* _REQUIRED ACTION 1_:
Answer these from the FT-IR text, one line each:
(a) Which functional group does the table assign to the HPMC peak at 3449 cm-1?
(b) According to the FT-IR study paragraph, which vibrations mainly produce the amide II band of HSA?
(c) What did the same-intensity peaks in the formulation spectra confirm?
* _REQUIRED ACTION 2_:
Extend the FT-IR peak text, starting right after its last sentence.

* _TEXT_:
------------------------------------------------------------

Table 5: List of FT-IR peaks with characteristic functional groups
Sample | Characteristic peaks wave number (cm-1) | Characteristic functional group |
BVZ | 3270 | Intense, broad O-H stretch |
2359 | Strong O=C=O stretch | |
1637 | Amide I | |
989 | C=C bend | |
658 | CH=CH stretch | |
HSA | 3289 | Intense, broad O-H stretch |
1614 | Amide I | |
1535 | Amide II | |
Carbopol | 3016 | Intense, broad O-H stretch |
2936 | Medium C-H stretching | |
2359 | Strong O=C=O stretch | |
1165 | Strong C-O stretch | |
798 | Strong CH=CH bend | |
668 | CH=CH stretch | |
HPMC | 3449 | Medium N-H stretch |
2908 | Medium C-H stretch | |
1400-1300 | Medium C-H bend | |
944 | C=C bend | |
Formulation | 3270 | Intense, broad O-H stretch |
2360 | Strong O=C=O stretch | |
1614 | Amide I | |
1165 | Strong C-O stretch | |
944 | C=C bending |
FT-IR study
In the spectrum of BVZ, characteristic peaks occurred at 3279 cm–1(O-H stretch), and this broadband may be due to the presence of hydroxyl groups. The peak at 1635 cm–1 confirmed the presence of the amide group. The stretching vibration of the CH=CH group was detected at 668 cm–1. Similar findings were reported earlier by Zhang et al. 2018. In the FT-IR spectrum of HSA, sharp peaks were observed at 1641 cm–1 for the amide I. This band was mainly associated with the C=O stretch. The amide II group resulted at 1545 cm–1 primarily from the N-H bending and C-N stretching vibration. Amides I and II are crucial bands in the protein structure spectrum. These principal peaks for HSA were reported by Bummer in 1996. The absorption peak of carbopol 934 was observed at 3016 cm–1. The peaks at 2936 and 798 cm–1 are recognized as the stretching vibrations of strong O=C=O and bending vibrations of CH=CH groups [56]. The HPMC E 15 LV spectrum displayed characteristic peaks at 3449 cm–1 recognized as medium stretching vibrations of N-H groups. The broader peak at the 1400-1300 cm–1 region was identified due to the medium bending vibrations of C-H groups [57]. The formulation spectra resulted in the same intensity peaks that confirmed no interactions between BVZ and the other excipients. This denoted the formulation was compatible. FT-IR spectra images depicted in fig. 1 and table 5 represent the list of peaks with distinct functional groups.

------------------------------------------------------------

* _LISTED ENTRIES_:
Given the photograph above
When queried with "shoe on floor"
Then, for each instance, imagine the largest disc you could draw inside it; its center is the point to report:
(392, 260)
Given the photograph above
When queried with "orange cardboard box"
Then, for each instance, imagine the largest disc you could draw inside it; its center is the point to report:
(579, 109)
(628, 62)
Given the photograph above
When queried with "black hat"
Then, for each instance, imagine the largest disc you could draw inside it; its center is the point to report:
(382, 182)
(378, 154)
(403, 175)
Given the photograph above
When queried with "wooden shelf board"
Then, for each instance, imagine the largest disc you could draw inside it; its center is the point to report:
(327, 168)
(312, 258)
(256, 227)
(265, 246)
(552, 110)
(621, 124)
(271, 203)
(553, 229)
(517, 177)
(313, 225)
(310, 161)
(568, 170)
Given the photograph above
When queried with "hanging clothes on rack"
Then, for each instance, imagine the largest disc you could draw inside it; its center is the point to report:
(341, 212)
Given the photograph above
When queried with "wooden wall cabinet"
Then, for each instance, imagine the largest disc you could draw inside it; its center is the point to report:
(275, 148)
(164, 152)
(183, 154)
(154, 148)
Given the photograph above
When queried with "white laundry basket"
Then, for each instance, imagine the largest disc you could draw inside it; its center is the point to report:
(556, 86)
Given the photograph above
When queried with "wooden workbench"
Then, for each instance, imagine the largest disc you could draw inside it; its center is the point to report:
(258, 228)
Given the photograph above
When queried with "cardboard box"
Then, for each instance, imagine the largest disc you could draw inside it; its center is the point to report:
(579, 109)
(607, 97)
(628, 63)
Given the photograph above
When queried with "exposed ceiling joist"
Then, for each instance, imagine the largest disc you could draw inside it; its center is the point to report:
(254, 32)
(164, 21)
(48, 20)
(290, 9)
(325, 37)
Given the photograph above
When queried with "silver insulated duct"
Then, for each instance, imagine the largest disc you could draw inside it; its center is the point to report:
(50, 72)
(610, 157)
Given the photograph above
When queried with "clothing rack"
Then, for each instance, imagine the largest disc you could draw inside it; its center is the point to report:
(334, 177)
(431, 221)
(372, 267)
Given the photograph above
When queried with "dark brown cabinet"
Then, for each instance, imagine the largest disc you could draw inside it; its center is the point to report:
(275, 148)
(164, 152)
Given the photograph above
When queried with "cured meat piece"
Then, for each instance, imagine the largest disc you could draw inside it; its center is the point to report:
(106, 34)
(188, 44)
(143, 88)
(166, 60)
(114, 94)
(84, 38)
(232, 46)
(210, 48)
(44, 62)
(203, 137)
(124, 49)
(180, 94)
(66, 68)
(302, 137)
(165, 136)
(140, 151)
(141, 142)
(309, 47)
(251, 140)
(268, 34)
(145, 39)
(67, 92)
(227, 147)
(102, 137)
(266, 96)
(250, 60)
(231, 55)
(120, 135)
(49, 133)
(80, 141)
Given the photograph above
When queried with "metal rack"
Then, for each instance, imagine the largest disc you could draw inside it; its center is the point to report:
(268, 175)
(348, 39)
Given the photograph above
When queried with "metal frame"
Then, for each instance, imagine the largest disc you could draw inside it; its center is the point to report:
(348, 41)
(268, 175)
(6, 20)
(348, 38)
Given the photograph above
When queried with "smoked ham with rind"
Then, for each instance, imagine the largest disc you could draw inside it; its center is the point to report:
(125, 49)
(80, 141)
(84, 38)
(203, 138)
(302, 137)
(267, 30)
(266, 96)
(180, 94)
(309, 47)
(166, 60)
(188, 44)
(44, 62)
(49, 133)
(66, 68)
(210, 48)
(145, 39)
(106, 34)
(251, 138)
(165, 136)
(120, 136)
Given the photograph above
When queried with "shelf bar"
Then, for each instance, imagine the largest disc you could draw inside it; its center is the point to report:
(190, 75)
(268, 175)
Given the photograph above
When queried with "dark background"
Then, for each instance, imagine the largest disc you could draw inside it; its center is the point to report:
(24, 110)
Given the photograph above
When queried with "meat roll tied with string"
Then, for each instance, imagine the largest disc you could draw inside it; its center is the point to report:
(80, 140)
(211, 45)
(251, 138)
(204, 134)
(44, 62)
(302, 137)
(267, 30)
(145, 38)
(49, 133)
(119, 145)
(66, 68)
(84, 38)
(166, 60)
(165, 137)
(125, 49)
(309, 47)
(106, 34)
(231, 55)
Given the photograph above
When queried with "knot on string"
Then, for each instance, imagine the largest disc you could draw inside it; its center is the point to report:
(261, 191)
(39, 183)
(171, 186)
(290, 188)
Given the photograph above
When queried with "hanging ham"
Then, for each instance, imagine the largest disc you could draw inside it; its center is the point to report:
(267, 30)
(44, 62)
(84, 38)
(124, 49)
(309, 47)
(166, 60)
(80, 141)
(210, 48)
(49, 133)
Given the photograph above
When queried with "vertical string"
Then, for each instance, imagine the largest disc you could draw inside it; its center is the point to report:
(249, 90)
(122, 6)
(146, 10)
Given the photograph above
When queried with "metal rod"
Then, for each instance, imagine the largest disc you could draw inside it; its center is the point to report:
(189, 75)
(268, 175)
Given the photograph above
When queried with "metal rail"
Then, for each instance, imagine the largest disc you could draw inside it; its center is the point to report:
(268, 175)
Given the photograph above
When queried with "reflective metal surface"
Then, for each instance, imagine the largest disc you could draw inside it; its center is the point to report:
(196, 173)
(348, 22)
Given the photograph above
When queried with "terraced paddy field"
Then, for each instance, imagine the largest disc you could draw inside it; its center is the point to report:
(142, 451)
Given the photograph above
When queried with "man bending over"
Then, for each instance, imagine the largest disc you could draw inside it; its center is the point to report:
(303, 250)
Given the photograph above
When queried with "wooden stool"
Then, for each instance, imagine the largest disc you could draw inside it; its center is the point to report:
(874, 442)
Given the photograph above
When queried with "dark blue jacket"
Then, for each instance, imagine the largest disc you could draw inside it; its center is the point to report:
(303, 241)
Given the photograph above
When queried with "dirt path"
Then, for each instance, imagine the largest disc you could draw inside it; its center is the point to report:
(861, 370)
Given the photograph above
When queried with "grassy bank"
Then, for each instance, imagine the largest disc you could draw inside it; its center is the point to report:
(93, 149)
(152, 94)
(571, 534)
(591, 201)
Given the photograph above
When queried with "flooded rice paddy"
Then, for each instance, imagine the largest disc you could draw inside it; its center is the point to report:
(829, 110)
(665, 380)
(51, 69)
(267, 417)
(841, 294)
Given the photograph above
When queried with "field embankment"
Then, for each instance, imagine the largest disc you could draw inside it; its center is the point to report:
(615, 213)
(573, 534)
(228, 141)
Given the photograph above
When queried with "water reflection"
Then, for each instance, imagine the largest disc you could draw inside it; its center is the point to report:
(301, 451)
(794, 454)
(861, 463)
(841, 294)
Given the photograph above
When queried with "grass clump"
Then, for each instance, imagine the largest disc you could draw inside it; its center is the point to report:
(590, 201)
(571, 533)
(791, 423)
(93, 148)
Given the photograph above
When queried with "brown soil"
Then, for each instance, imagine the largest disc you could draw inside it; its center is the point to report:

------------------------------------------------------------

* _EXERCISE ANSWER 1_:
(a) Medium N-H stretch.
(b) N-H bending and C-N stretching vibration.
(c) That there were no interactions between BVZ and the other excipients, so the formulation was compatible.

* _EXERCISE ANSWER 2_:
Fig. 1: FT-IR spectrum of (A) BVZ, (B) HSA, (C) Carbopol, (D) HPMC, (E) Formulation
Particle size, PDI, and ζ–potential determination
The DLS results revealed the obtained nanoparticles by the desolvation process showed significantly higher mean particle size and less entrapment efficiency than the double emulsion solvent evaporation method (table 6). Literature reported that nanoparticle prepared by the desolvation process leads to less mean particle size by cross-linking with the glutaraldehyde. But the use of glutaraldehyde is an issue due to its potential toxicity [9]. Considering all these points, we finalized the double emulsion solvent evaporation method for the formulation of nanoparticles. The placebo and drug-loaded nanoparticles were prepared and evaluated for characteristics like mean particle size, ζ–potential, and PDI. The mean particle size in placebo nanoparticles was 40±5.62 nm; for drug-loaded nanoparticles, it was 369±5.3 to 410±3.5 nm. The large size of particles was observed with drug-loaded nanoparticles than with placebo nanoparticles. The nanoparticle characterization results revealed that the surfactant concentration affects the particle size. Because when the surfactant concentration was high, a gradually enhanced particle size was observed, and the NP2 formulation code showed less particle size than the other formulations [32]. Literature reported that particle size greater than 10 µm might lead to irritation in the eye [57]. Hence, obtained nanoparticles are in the acceptable range for ocular drug delivery. Fig. 2 displayed the particle size distribution of placebo and drug-loaded nanoformulation.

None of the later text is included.